ENTRIES SUPPLIED:
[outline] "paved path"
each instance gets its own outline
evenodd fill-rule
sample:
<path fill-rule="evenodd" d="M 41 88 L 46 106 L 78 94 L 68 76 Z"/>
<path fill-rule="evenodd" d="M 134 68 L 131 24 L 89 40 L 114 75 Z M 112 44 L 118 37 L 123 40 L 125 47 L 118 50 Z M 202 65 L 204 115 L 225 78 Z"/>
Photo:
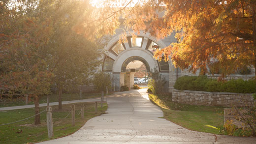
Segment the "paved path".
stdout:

WHAT IS BEING ASKED: What you return should match the records above word for word, minus the pictures.

ANSWER TO THE PROBLEM:
[outline] "paved path"
each instance gets its own outline
evenodd fill-rule
sample:
<path fill-rule="evenodd" d="M 41 88 L 46 106 L 78 94 L 68 76 Z"/>
<path fill-rule="evenodd" d="M 134 68 L 131 24 L 89 40 L 114 75 Z M 112 44 L 118 37 L 123 40 L 125 47 L 118 50 Z M 202 65 L 204 115 L 225 78 Z"/>
Photo:
Segment the "paved path".
stdout:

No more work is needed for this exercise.